What is required: Can you rewrite the stretch from the line containing "of the long" through the end of the material as a Markdown table with the columns No. and Line, one numbered row per line, skipping blank lines?

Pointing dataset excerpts
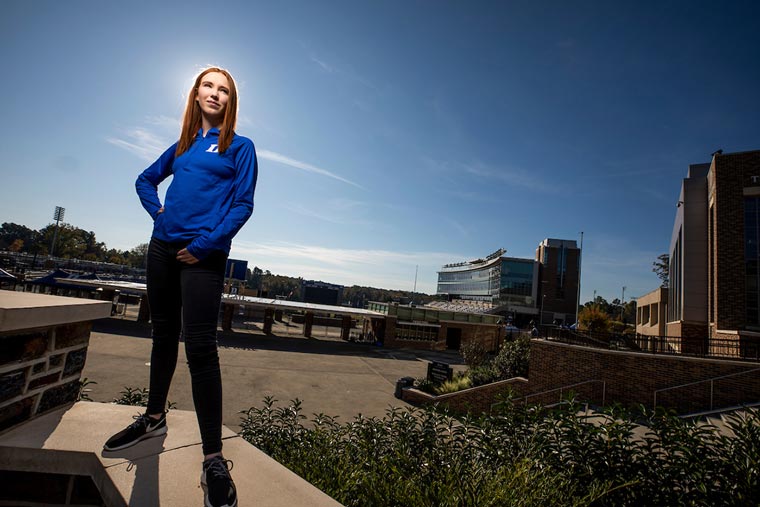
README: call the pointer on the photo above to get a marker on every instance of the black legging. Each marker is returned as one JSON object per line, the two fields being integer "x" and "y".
{"x": 185, "y": 298}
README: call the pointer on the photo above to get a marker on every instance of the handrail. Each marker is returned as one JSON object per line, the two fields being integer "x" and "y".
{"x": 560, "y": 389}
{"x": 712, "y": 384}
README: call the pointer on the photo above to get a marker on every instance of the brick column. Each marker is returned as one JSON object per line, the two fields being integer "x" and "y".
{"x": 345, "y": 328}
{"x": 268, "y": 320}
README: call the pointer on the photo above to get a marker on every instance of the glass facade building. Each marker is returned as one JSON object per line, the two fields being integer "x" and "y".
{"x": 475, "y": 280}
{"x": 495, "y": 279}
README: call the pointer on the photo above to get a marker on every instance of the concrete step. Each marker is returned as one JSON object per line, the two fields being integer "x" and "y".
{"x": 160, "y": 471}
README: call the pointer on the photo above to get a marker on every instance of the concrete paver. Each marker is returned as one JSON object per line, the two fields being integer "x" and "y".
{"x": 159, "y": 471}
{"x": 329, "y": 376}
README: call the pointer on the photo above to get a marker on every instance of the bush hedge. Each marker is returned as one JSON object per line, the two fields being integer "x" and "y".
{"x": 521, "y": 456}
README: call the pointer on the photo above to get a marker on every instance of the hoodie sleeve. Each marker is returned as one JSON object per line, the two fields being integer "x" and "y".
{"x": 147, "y": 183}
{"x": 244, "y": 186}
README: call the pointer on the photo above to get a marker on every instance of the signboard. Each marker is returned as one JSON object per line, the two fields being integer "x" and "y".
{"x": 439, "y": 372}
{"x": 236, "y": 269}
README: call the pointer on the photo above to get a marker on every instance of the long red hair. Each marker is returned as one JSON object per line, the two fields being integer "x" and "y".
{"x": 192, "y": 119}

Result of the exercise:
| No. | Line |
|---|---|
| 1 | README: call the pointer on the photo above to get a marker on every instance of the long red hair. Each marker is returned as one JSON object per line, the two fields being integer "x" and "y". |
| 2 | {"x": 192, "y": 119} |